**Text shown**:
>> Start

Do you mind trying this again on Rails head? (7.2)

rmosolgo commented 2 months ago

:+1: I confirmed the script above terminated successfully on rails master:

gem "rails", github: "rails/rails"

# ... 

# 5 - begin process
# 5 - end process
# 6 - begin process
# 6 - end process

Out of curiosity, do you know what fixed it?

trevorturk commented 2 months ago

I'm not sure, but I wonder if it's related to this recent work: https://github.com/rails/rails/pull/50793 -- it's a lot to follow, but I believe the tldr is that Rails 7.1 and older keep db connections open until the end of the request, but 7.2 and newer will release connections as soon as possible.

Of course I hope @ioquatix will chime in, but I figured this would be interesting in any case if you haven't seen it yet!

rmosolgo commented 2 months ago

I would beleive it -- I noticed something similar with GraphQL's fiber-based Dataloader. I received a bug report that the connection pool wasn't releasing connections automatically until the request was done, and that they had to be manually released in order for things to work right. I went about testing an improvement in https://github.com/rmosolgo/graphql-ruby/pull/4944, but I found that the bug didn't appear in Rails master -- only in < 7.1.

trevorturk commented 2 months ago

Hmm, note there's a workaround for older versions of Rails, just wrapping db work in with_connection blocks:

ActiveRecord::Base.connection_pool.with_connection do
  Thing.find() # etc...
end

...then it'll return the connection to the pool at the end of the block. (Just in case that's helpful for anyone currently!)

ioquatix commented 2 months ago

I think this is enough to show the difference:

#!/usr/bin/env ruby

require "bundler/inline"

gemfile do
  gem "async", "~>2.6"
  gem "sqlite3", "~>1.7"
  # gem "rails", "~>7.1"
  gem "rails", git: "https://github.com/rails/rails"
end

require "active_record"

ActiveRecord::Base.establish_connection(adapter: "sqlite3", database: "__example.db")
ActiveRecord::Schema.define do
  self.verbose = false
  create_table :things, force: true do |t|
    t.column :name, :string
  end
end

class Thing < ActiveRecord::Base
end

ActiveRecord::Base.release_connection

Thing.create!(name: "Pogo Stick")

pp ActiveRecord::Base.connection_pool.stat

binding.irb

Schema operations still pin a connection, so we have to release that.

But, Thing.create! and most other operations won't pin a connection unless you explicitly ask for it - e.g. a transaction, with_connection and so on.

@byroot might have more insight.

>> End

**Problem 1**:
Answer these questions about the Rails connection thread above, one line each:
(a) According to trevorturk, how does Rails 7.1 and older handle database connections compared with 7.2 and newer?
(b) What workaround does trevorturk offer for older Rails versions?
(c) Which database adapter and database file does ioquatix's script pass to establish_connection?
**Problem 2**: In the Rails connection thread, condense the paragraph beginning "I'm not sure, but I wonder" into one or two shorter sentences that keep its main facts.
**Problem 3**: List every GitHub username that appears in the Rails connection thread, whether as a comment author or as an @-mention.

(Image object location entries)

>> Start

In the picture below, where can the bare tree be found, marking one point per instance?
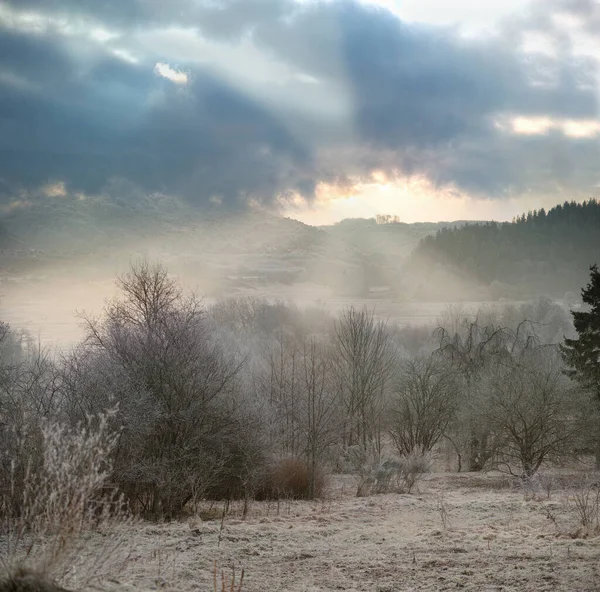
(534, 411)
(174, 407)
(473, 349)
(423, 404)
(319, 413)
(364, 364)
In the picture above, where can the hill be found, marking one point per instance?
(540, 253)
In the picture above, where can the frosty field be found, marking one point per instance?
(457, 531)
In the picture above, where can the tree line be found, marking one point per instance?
(541, 252)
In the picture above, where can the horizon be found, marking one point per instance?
(319, 110)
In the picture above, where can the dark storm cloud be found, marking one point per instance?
(422, 99)
(85, 125)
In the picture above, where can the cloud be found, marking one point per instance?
(273, 97)
(169, 73)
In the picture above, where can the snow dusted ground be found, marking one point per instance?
(458, 531)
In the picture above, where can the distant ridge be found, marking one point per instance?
(537, 253)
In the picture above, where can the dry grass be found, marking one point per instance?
(47, 516)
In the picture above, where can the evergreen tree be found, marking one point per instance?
(583, 354)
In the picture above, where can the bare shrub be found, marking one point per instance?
(392, 475)
(423, 405)
(585, 501)
(176, 386)
(292, 479)
(363, 364)
(533, 410)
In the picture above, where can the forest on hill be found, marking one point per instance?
(537, 253)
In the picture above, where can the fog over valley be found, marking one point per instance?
(299, 295)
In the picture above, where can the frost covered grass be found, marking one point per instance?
(489, 536)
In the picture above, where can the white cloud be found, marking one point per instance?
(166, 71)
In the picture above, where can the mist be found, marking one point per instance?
(201, 391)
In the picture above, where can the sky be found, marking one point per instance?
(316, 109)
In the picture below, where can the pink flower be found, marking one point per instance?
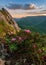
(27, 31)
(39, 51)
(13, 39)
(19, 39)
(34, 46)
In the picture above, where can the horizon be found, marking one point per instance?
(24, 8)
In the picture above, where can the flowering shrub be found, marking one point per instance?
(29, 46)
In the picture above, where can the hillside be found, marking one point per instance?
(7, 24)
(34, 23)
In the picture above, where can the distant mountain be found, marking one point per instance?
(34, 23)
(7, 24)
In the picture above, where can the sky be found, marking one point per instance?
(23, 8)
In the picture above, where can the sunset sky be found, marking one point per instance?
(23, 8)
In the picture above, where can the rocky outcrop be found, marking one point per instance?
(7, 24)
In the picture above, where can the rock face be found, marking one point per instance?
(7, 24)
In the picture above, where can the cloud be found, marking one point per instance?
(22, 6)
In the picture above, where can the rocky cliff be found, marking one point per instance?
(7, 24)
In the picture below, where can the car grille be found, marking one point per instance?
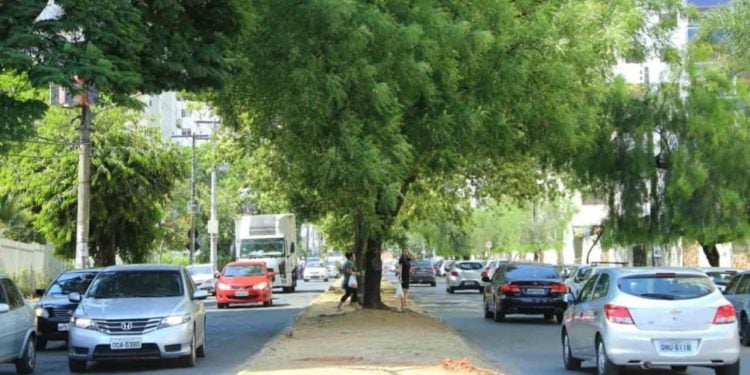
(127, 326)
(62, 313)
(146, 351)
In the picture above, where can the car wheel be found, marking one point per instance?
(603, 365)
(559, 318)
(27, 362)
(41, 343)
(190, 359)
(498, 315)
(75, 365)
(733, 369)
(744, 330)
(571, 363)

>> End

**Written answer 1**:
(a) Rails 7.1 and older keep database connections open until the end of the request, while 7.2 and newer release connections as soon as possible.
(b) Wrap database work in with_connection blocks (ActiveRecord::Base.connection_pool.with_connection), so the connection returns to the pool at the end of the block.
(c) The sqlite3 adapter, with the database "__example.db".

**Written answer 2**: The fix may come from Rails pull request https://github.com/rails/rails/pull/50793. That change is hard to follow, but in short, Rails 7.1 and older hold database connections until the request ends, while 7.2 and newer release them as soon as possible.

**Written answer 3**:
rmosolgo
trevorturk
ioquatix
byroot